> [Document passage]
SWOT Analysis…First In A Series


Years ago, a mentor of mine talked to me about the value of doing what he called a SWOT analysis.

SWOT, stands for Strengths, Weaknesses, Opportunities and Threats.

It’s a helpful exercise to write down your strengths, weaknesses etc., regardless of the endeavor your involved in.

It’s an old-fashioned, but effective way is seeing where you are.

And it’s always helpful to know where you are.

I just did a SWOT analysis for a start-up hot sauce company that I am involved in. It feels good to list your strengths and opportunities but you better be aware of your weaknesses and threats too.

Looking at Delray these days I see abundant strengths—a great beach, a lively downtown, some nascent entrepreneurial energy and some (but not nearly enough) passionate citizens. I also see great opportunities—the Congress Avenue corridor, a newly beautified and safer U.S. 1 corridor, the potential for sports and interest in our gateway— West Atlantic.

Smart cities—and hot sauce companies– build on their strengths and explore opportunities and never let complacency seep into the culture. So if you’re Delray don’t declare your downtown “done” (rule #1 of downtowns, you’re never done) you look to see if some of the spill over can be accommodated on Congress Avenue or elsewhere and you begin to make some strategic bets on cool opportunities made possible by your strengths.

But you also don’t overlook your threats and weaknesses.

So what are the threats?

Here are a few we see: Drugs, commercial real estate prices and rents that don’t make sense, a lack of affordability on the residential side, gaps in the educational system and political apathy among large segments of the community.

Weaknesses? Inflexible codes (no bonus program, not form-based), a long and exhausting land use approval process, lack of office space downtown and not enough diversity of uses downtown—yet.

Further afield; several struggling commercial districts outside the downtown core and not a lot of housing options.

Let’s take a deeper look at the threats.

Drugs: In the 80s, Delray dealt with a pretty significant crack cocaine epidemic. Many of the officers retiring today after 25-30 year careers can tell you stories that will astound you if you’re new to town. Of course, Delray was not alone. South Florida was awash in cocaine and crack back then. But we were hit especially hard.

> [Dataset rows]
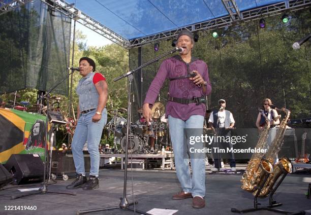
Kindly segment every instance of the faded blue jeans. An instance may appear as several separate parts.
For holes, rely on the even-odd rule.
[[[171,116],[168,116],[171,140],[174,150],[174,156],[177,176],[181,185],[182,190],[191,193],[193,196],[205,195],[205,153],[202,153],[200,158],[194,158],[193,154],[190,153],[192,168],[192,178],[189,168],[189,160],[184,156],[183,132],[184,128],[196,128],[203,131],[204,117],[200,115],[193,115],[185,121]],[[194,130],[194,129],[192,129]],[[201,132],[202,133],[202,132]],[[197,148],[202,148],[202,142],[195,144]],[[188,147],[190,145],[188,143]]]
[[[98,177],[100,164],[99,146],[102,137],[104,126],[107,123],[107,110],[102,113],[102,119],[98,122],[92,122],[92,117],[96,110],[82,114],[76,127],[71,150],[73,156],[76,172],[85,174],[84,157],[82,149],[87,141],[87,150],[90,158],[89,174]]]

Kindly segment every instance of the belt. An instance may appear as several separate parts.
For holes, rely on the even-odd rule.
[[[81,111],[80,113],[81,114],[86,114],[87,113],[88,113],[88,112],[89,112],[90,111],[95,111],[96,110],[96,108],[93,108],[92,109],[86,110],[85,111]]]
[[[191,103],[197,103],[197,104],[200,103],[201,102],[198,101],[198,99],[201,98],[205,98],[205,96],[202,96],[201,97],[193,97],[192,98],[176,98],[174,97],[169,96],[168,100],[169,101],[173,101],[174,102],[179,103],[182,104],[188,104]]]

> [Stated goal 1] Revise the SWOT analysis post by reproducing the span between "But you also" and "of the community.", inclusive, with "apathy" replaced by "indifference".
> [Stated goal 2]
Answer these questions using the SWOT analysis post.
(a) What four words does SWOT stand for?
(b) What kind of start-up company did the writer recently do a SWOT analysis for?
(c) In which decade did Delray deal with a crack cocaine epidemic?

> [Full solution 1]
But you also don’t overlook your threats and weaknesses.

So what are the threats?

Here are a few we see: Drugs, commercial real estate prices and rents that don’t make sense, a lack of affordability on the residential side, gaps in the educational system and political indifference among large segments of the community.

> [Full solution 2]
(a) Strengths, Weaknesses, Opportunities and Threats.
(b) A start-up hot sauce company.
(c) The 80s.